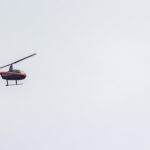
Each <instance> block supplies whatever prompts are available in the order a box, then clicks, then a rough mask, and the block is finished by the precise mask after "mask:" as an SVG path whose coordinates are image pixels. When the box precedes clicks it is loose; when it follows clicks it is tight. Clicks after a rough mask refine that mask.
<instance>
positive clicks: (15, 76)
mask: <svg viewBox="0 0 150 150" xmlns="http://www.w3.org/2000/svg"><path fill="white" fill-rule="evenodd" d="M35 55H36V53H34V54H32V55H29V56H27V57H24V58H22V59H19V60H17V61H15V62H13V63H10V64H8V65H5V66H2V67H0V69H2V68H5V67H9V71H5V72H0V75H1V77H2V79H4V80H6V86H9V85H10V84H9V83H8V81H9V80H14V81H16V84H15V85H19V84H18V80H23V79H25V78H26V76H27V75H26V73H25V72H23V71H21V70H18V69H13V65H14V64H16V63H19V62H20V61H23V60H25V59H27V58H30V57H32V56H35Z"/></svg>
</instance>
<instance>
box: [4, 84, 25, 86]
mask: <svg viewBox="0 0 150 150" xmlns="http://www.w3.org/2000/svg"><path fill="white" fill-rule="evenodd" d="M17 85H23V83H19V84H17ZM6 86H16V84H8V85H6Z"/></svg>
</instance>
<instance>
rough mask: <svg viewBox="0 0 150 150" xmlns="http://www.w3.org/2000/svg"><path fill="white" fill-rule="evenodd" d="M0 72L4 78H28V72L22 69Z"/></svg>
mask: <svg viewBox="0 0 150 150" xmlns="http://www.w3.org/2000/svg"><path fill="white" fill-rule="evenodd" d="M0 74H1V76H2V79H4V80H23V79H25V78H26V74H25V73H24V72H22V71H20V70H17V71H15V70H14V71H8V72H0Z"/></svg>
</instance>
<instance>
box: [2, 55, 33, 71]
mask: <svg viewBox="0 0 150 150" xmlns="http://www.w3.org/2000/svg"><path fill="white" fill-rule="evenodd" d="M34 55H36V53H34V54H32V55H29V56H27V57H24V58H22V59H19V60H17V61H15V62H13V63H11V64H8V65H5V66H2V67H0V69H2V68H5V67H8V66H10V65H13V64H16V63H18V62H20V61H23V60H25V59H27V58H30V57H32V56H34Z"/></svg>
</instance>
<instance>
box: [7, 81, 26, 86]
mask: <svg viewBox="0 0 150 150" xmlns="http://www.w3.org/2000/svg"><path fill="white" fill-rule="evenodd" d="M14 85H23V83H19V84H18V82H17V80H16V84H9V83H8V80H7V83H6V86H14Z"/></svg>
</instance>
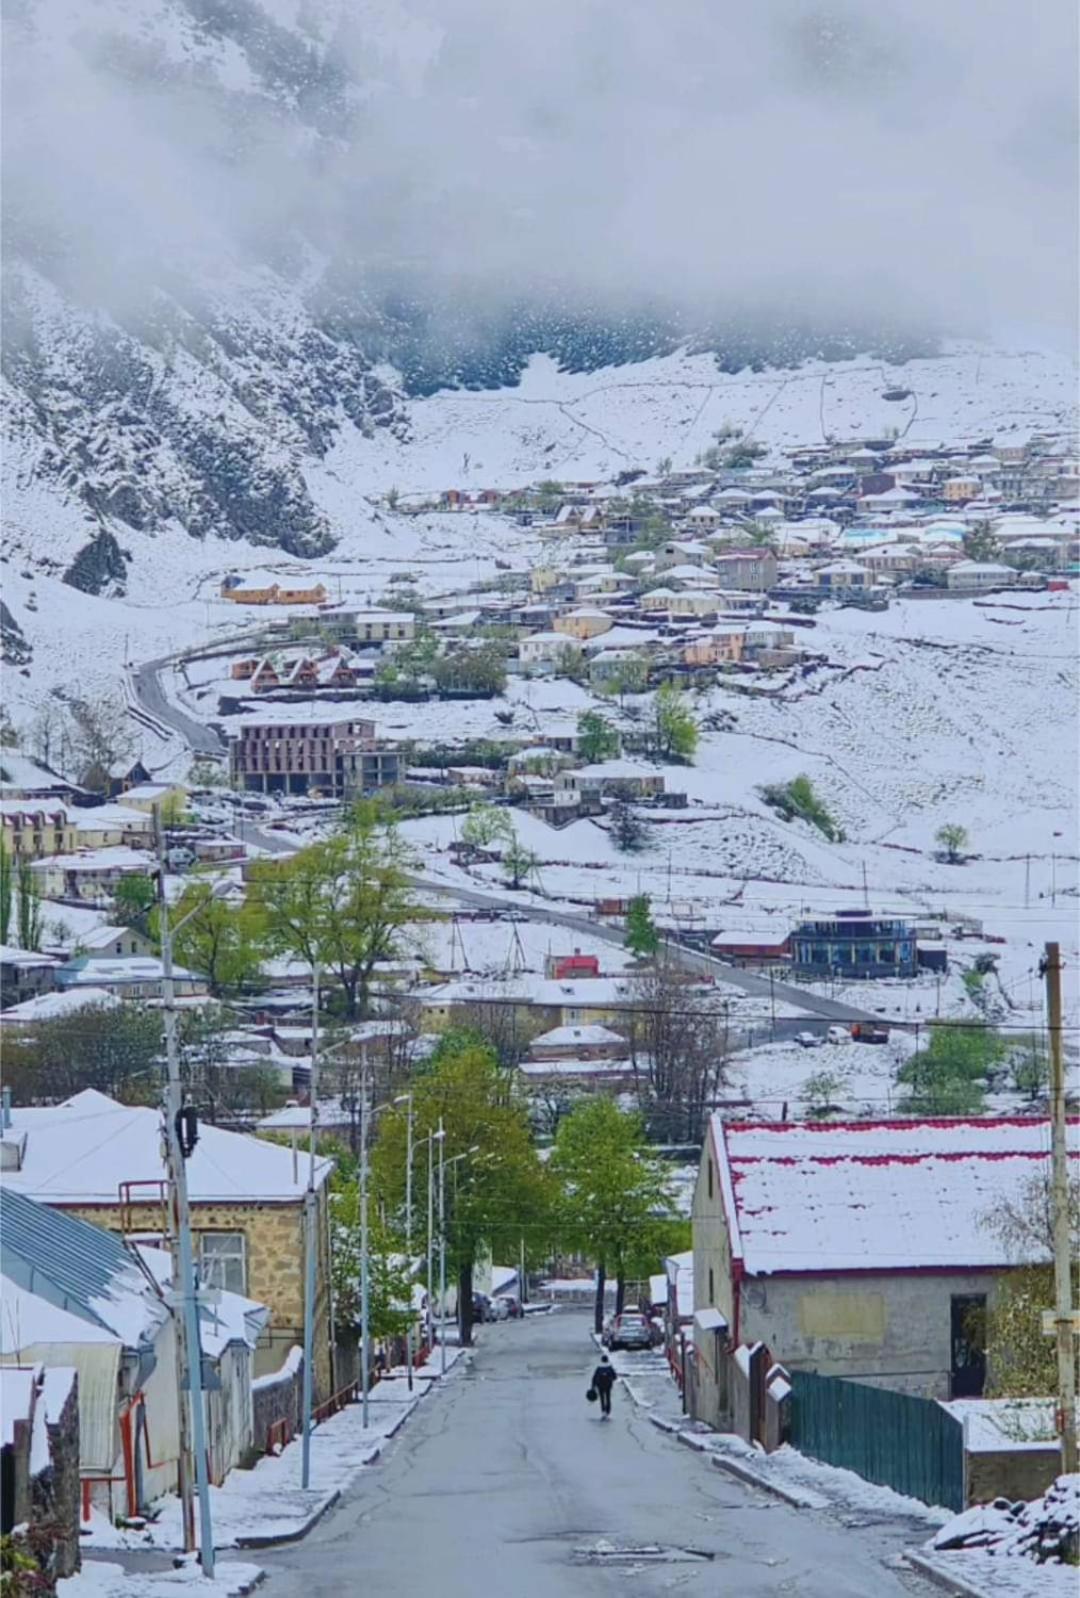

+--

*Directive*
Reproduce everything in the listing from its start down through the line containing "positive clicks: (15, 76)", including both ends, and leave the pictures out of your answer.

*Solution to the problem*
Each <instance> block supplies whatever prompts are available in the order a box, then clicks, then a rough mask, and the block is finished by the precise mask after "mask:" as an SVG path whose coordinates are image pixels. When the box precedes clicks it is loose; when it follows clicks it is tight. Clicks after a rough mask refine that mask.
<instance>
positive clicks: (15, 76)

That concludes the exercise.